• [Text section]:
▼
At the 2014 APDU Annual Conference, a session entitled Administrative Data: Promise vs. Privacy discussed the pros and cons of the application of administrative data versus concerns about personal privacy.
Altogether, statisticians, economists, data nerds, and concerned citizens expressed the possibilities and perils in wielding the staggering amount of data being collected by the federal government. Speakers from the Center of Medicare and Medicaid Services (CMS), U.S. Census Bureau, and Bureau of Labor Statistics (BLS) led the discussion which revealed some of the federal government’s newest innovations in data collection and analysis while explaining how the U.S. Government insures that Americans’ privacy is preserved.
These innovations include QCEW Data Access – designed to allow 3rd party programmers, developers, and organizations to retrieve published QCEW data in CSV format, and QCEW Hurricane Flood Zone Maps – which measures the impact of hurricanes – according to magnitude – on workforces within flood zones. New statistical innovations include, the Census Bureau’s: Longitudinal Employer-Household Dynamics (LEHD) – designed to link survey, census, and administrative records in order to produce new demographic statistics in times of tight budgets. Quarterly Wage Index (QWI) Explorer – provides a demographic composition of each state and the nation’s labor force and industry portfolio.
So how does the federal government plan to preserve American’s privacy in spite of new statistical innovations? Our expert panel explained to the audience some of the federal government’s most effective practices in data disclosure limitation and dissemination. These practices include:
- Perturbation/Noise Infusion – According to the U.S. Census, noise infusion is a method of disclosure avoidance in which, values for each establishment are perturbed (distorted) prior to table creation. Perturbation of the true value ranges typically ranges from 2% or 5% change of the original value; the lower the number, the greater the perturbation.
- Restricting Access or Stripping Unique Identifiers – An identifier serves as a reference to each individual respondent of the survey. Restricting access or stripping the identifier and replacing it with another identifier can create millions of numeral combinations which slow down hackers. For instance, an identifier between (0-9) with at least six-digits creates at least 136,080 numeral combinations a hacker would have to insert in order to pinpoint an individual’s personal information.
▲
Referring expression data
▼
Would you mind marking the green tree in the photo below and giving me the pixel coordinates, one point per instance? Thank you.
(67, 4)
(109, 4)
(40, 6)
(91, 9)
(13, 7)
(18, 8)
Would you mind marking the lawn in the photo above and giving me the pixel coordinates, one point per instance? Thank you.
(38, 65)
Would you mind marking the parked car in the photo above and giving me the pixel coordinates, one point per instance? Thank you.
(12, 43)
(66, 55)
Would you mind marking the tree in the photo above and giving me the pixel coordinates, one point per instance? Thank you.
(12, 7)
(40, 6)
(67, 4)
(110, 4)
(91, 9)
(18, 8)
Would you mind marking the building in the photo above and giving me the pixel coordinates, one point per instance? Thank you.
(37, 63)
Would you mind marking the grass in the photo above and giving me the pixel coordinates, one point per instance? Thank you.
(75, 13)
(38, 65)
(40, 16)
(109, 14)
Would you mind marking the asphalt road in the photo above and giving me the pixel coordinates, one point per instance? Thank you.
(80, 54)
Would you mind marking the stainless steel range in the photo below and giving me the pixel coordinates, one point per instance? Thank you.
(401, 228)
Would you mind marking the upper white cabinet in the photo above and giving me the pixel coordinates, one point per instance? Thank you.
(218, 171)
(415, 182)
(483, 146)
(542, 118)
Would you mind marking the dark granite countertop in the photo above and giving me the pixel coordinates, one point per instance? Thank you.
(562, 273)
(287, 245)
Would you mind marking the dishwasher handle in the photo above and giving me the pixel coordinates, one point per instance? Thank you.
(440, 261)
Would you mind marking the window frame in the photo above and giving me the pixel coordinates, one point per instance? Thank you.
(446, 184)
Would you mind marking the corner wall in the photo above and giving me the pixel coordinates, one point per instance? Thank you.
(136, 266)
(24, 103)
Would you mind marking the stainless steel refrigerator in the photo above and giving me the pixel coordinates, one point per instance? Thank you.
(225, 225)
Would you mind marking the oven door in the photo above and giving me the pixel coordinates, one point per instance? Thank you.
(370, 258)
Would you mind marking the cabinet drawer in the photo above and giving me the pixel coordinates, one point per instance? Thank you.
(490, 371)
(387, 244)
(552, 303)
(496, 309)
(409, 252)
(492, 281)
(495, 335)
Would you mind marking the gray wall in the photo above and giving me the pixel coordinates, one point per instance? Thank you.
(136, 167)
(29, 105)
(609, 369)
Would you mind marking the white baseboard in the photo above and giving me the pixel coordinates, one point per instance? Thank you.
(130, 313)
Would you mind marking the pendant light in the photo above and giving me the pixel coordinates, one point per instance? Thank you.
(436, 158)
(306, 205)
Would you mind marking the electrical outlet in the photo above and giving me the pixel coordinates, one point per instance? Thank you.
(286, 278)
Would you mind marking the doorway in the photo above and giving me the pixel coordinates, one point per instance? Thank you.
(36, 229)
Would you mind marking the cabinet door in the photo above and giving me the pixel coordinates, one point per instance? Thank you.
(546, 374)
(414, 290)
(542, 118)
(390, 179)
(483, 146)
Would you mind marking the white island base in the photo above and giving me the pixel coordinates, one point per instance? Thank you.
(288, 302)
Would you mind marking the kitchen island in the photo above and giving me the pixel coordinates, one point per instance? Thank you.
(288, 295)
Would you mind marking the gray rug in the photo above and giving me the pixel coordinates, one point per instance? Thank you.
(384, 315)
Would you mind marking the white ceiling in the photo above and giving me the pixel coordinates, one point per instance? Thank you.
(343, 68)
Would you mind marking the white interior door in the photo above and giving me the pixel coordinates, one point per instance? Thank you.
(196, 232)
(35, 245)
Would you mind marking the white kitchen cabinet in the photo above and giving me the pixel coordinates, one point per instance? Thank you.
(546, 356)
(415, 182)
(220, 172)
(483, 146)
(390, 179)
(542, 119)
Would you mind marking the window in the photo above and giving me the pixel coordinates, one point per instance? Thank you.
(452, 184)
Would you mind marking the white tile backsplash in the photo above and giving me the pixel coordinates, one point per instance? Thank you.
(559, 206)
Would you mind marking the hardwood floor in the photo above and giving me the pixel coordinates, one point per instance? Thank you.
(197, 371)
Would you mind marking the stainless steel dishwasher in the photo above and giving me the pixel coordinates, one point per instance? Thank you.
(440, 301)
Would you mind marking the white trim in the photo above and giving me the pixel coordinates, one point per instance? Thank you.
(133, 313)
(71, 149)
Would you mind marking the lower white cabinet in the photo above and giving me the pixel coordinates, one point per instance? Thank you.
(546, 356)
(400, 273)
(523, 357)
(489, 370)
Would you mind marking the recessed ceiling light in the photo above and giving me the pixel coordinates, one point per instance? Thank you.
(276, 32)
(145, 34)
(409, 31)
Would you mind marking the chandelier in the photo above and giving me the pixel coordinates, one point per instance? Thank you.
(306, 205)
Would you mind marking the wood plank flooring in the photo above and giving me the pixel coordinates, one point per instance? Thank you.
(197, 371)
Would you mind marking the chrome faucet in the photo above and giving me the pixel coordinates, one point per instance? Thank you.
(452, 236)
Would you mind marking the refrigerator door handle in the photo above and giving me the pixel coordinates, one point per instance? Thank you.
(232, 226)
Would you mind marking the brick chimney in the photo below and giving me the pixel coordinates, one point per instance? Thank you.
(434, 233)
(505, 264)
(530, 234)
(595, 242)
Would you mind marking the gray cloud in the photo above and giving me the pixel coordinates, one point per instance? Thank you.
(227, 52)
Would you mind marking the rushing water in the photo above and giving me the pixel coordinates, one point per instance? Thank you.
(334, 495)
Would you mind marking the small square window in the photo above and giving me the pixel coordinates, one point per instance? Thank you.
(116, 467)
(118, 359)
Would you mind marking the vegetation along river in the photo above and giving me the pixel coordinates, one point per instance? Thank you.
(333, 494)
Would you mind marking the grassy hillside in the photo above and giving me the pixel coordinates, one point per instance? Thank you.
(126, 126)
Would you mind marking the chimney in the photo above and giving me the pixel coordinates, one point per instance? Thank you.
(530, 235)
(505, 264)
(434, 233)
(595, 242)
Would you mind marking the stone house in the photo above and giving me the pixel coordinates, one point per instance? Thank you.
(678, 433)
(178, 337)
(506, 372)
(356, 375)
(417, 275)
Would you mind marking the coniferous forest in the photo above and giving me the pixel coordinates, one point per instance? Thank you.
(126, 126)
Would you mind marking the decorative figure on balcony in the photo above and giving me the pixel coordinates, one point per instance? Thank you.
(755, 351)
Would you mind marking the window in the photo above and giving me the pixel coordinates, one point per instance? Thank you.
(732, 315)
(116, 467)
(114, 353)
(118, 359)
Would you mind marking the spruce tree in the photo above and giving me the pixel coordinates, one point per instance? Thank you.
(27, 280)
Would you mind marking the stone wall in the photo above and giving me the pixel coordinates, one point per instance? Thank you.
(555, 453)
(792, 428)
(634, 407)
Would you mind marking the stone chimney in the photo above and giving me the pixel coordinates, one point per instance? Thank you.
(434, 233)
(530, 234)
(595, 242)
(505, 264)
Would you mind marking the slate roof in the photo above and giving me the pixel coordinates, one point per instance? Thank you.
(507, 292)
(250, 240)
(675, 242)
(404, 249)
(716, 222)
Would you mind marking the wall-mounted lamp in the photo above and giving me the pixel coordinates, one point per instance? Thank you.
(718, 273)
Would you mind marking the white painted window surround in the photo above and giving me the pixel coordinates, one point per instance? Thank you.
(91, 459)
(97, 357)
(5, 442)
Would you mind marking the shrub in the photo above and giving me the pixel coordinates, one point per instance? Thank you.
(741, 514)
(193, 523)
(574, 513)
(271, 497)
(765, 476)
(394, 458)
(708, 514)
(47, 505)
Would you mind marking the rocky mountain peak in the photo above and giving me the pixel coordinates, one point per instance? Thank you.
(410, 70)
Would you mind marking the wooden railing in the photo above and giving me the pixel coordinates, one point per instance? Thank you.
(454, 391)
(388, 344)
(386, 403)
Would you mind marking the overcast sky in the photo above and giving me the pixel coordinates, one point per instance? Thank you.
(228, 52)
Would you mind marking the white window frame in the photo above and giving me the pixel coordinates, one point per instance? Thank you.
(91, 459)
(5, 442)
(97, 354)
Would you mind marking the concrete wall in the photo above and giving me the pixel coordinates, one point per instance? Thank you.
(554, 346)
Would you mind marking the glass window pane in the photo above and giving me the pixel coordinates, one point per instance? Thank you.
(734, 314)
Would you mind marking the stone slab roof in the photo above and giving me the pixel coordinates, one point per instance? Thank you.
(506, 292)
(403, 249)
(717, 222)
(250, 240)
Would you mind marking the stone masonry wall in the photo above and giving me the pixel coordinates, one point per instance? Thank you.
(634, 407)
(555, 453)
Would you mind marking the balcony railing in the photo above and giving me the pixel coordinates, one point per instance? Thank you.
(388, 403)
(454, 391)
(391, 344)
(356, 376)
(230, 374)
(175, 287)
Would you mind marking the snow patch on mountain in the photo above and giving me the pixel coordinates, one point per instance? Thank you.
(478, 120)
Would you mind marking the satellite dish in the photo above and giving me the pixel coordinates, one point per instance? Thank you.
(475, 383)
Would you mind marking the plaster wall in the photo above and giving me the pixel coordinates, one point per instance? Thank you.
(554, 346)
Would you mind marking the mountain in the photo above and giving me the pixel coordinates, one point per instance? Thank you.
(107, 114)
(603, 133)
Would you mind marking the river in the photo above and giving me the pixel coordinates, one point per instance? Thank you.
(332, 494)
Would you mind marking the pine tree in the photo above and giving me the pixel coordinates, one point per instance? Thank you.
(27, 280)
▲
▼
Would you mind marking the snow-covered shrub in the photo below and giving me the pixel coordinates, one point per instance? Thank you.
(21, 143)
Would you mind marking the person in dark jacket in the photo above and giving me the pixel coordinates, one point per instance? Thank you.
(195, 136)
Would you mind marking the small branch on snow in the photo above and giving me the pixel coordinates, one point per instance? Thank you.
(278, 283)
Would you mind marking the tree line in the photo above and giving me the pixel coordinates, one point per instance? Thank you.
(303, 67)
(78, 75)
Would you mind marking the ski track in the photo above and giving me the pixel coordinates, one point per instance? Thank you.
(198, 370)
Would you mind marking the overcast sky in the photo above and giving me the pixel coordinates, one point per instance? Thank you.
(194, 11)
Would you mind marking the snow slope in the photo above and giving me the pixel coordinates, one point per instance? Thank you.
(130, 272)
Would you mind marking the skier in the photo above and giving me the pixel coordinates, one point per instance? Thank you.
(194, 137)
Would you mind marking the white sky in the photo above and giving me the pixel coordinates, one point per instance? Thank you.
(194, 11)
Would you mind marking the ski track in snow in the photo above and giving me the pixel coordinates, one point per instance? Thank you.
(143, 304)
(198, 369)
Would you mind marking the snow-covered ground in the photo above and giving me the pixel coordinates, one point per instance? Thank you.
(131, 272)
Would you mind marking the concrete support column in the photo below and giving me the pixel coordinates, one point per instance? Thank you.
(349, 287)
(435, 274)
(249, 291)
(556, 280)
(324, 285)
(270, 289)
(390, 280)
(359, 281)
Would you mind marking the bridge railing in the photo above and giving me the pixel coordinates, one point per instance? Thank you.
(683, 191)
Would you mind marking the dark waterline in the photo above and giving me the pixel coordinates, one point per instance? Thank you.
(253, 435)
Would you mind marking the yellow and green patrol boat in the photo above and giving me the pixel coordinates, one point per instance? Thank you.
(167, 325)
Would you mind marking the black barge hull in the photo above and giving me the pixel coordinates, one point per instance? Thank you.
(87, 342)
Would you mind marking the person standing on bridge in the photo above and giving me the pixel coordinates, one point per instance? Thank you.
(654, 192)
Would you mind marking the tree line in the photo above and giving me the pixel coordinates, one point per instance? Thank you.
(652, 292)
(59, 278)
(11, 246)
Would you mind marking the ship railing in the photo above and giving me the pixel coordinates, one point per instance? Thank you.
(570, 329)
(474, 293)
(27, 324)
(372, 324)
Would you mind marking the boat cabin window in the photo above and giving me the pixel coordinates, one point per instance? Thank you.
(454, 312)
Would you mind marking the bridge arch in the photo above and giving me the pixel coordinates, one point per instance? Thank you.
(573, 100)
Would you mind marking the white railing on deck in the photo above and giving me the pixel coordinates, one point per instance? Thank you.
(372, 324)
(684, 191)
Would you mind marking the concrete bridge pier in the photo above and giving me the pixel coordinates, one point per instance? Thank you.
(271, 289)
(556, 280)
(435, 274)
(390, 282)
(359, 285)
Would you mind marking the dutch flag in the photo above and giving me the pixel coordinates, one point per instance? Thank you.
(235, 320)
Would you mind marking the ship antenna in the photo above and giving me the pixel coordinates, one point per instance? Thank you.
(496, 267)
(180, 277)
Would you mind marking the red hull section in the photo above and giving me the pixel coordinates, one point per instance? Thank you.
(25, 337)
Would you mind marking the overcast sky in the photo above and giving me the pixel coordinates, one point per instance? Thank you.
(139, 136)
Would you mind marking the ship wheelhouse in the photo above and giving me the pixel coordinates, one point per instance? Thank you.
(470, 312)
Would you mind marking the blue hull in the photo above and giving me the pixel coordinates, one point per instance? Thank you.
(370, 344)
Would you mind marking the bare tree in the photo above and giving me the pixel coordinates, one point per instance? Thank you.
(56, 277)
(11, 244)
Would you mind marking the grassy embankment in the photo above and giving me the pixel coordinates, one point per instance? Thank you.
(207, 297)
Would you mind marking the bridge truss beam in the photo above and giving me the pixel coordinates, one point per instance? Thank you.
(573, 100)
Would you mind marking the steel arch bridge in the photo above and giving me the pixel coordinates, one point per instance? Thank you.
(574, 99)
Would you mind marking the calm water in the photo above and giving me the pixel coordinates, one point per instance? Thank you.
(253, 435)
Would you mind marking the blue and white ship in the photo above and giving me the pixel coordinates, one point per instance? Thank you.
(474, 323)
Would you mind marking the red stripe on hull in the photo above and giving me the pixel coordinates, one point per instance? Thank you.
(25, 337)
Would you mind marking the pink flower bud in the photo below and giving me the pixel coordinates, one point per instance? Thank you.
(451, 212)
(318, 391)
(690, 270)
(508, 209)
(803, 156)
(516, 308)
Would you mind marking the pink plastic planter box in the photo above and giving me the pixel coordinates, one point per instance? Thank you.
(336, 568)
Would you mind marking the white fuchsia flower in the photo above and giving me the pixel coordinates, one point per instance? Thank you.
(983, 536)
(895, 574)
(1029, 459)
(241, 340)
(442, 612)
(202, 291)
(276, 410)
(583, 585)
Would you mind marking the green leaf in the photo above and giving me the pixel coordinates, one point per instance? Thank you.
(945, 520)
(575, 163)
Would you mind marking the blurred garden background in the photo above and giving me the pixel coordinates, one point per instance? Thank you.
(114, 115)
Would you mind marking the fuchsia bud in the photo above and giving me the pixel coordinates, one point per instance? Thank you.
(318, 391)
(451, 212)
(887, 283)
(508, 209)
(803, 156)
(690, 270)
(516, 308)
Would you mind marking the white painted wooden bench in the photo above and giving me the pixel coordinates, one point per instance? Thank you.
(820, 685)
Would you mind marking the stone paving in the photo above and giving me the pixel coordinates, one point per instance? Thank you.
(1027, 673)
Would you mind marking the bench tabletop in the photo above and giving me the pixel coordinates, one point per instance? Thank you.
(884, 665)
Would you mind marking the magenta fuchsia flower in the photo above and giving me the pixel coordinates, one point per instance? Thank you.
▲
▼
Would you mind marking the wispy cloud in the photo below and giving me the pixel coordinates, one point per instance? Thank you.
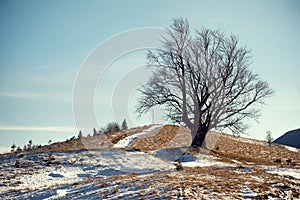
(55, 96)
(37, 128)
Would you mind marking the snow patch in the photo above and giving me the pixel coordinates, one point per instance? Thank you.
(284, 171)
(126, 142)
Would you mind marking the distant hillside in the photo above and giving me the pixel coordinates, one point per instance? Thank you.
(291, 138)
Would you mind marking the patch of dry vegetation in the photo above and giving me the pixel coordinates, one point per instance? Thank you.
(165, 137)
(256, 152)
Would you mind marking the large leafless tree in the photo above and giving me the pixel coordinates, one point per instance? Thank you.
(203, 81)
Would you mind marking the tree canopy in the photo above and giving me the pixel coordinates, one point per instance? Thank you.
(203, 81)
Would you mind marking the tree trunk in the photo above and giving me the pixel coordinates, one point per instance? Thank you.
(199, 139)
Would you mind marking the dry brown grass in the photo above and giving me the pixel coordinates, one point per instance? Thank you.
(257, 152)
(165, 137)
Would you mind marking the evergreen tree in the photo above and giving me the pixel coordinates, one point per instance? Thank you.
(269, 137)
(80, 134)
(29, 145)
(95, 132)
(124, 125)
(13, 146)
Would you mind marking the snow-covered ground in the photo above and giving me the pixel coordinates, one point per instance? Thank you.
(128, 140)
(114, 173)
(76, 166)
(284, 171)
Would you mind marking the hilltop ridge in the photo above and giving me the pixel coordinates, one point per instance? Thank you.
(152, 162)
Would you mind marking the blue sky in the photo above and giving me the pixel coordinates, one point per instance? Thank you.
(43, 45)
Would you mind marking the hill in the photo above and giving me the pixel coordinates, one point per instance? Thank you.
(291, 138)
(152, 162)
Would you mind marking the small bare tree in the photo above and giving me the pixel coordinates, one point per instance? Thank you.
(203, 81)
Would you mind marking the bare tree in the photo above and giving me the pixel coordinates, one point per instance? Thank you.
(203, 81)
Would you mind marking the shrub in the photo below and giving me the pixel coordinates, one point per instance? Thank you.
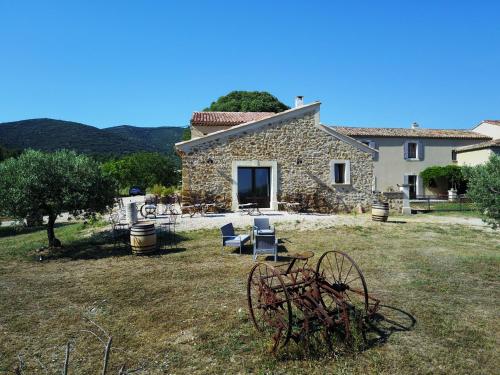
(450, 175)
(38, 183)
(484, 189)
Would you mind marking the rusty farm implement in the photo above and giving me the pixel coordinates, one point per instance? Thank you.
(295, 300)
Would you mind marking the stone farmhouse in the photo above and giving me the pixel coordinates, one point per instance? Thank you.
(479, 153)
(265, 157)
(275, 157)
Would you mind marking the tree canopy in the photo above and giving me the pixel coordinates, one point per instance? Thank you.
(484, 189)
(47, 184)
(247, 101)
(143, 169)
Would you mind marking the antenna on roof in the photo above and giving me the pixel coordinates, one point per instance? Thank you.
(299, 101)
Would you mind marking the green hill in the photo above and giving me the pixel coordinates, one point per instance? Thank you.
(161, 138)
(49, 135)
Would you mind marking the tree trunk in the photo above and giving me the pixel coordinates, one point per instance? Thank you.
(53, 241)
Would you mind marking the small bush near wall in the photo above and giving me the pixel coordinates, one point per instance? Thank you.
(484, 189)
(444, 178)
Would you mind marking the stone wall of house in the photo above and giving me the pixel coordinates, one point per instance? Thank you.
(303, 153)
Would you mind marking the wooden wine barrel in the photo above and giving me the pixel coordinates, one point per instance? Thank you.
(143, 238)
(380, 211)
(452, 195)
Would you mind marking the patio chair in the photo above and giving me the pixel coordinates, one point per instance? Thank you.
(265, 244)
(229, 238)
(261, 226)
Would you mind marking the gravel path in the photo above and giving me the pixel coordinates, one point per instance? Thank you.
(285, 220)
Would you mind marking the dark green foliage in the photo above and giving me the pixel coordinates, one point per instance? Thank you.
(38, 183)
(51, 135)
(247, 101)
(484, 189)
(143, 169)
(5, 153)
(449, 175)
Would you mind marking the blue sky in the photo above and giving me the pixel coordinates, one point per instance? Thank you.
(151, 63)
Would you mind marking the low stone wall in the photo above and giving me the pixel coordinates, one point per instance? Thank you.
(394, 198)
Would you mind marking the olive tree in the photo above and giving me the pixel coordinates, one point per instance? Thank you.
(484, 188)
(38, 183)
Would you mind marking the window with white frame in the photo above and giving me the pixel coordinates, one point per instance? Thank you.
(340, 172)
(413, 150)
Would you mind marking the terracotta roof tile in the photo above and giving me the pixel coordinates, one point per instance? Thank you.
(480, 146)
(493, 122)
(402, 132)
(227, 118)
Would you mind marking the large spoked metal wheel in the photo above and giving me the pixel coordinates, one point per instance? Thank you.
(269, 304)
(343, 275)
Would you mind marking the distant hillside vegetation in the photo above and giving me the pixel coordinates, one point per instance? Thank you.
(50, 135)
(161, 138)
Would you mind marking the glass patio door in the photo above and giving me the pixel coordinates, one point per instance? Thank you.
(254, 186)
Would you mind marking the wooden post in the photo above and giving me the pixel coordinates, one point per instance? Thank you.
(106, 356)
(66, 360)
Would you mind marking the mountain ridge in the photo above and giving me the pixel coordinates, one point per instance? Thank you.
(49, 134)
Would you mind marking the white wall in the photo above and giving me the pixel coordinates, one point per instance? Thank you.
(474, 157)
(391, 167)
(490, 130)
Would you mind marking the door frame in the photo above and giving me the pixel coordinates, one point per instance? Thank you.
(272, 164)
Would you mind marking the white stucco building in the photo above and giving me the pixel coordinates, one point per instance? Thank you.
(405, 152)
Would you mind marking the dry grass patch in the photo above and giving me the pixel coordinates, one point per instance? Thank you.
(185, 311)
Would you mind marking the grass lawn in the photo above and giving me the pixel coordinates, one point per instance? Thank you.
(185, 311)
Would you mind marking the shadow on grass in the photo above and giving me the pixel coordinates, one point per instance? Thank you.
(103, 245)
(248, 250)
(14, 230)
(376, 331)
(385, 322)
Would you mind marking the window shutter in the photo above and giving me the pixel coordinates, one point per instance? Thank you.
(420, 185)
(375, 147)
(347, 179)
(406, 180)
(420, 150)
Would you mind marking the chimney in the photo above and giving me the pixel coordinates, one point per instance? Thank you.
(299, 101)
▲
• [Tasks and exercises]:
**a.** In the passage on administrative data and privacy, which three agencies had speakers who led the discussion?
**b.** Duplicate the part of the passage on administrative data and privacy starting with "Altogether, statisticians, economists, data" and going on through "privacy is preserved.".
The listing is separate material, unconnected to the passage on administrative data and privacy.

• [Responses in order]:
**a.** The Center of Medicare and Medicaid Services (CMS), the U.S. Census Bureau, and the Bureau of Labor Statistics (BLS).

**b.**
Altogether, statisticians, economists, data nerds, and concerned citizens expressed the possibilities and perils in wielding the staggering amount of data being collected by the federal government. Speakers from the Center of Medicare and Medicaid Services (CMS), U.S. Census Bureau, and Bureau of Labor Statistics (BLS) led the discussion which revealed some of the federal government’s newest innovations in data collection and analysis while explaining how the U.S. Government insures that Americans’ privacy is preserved.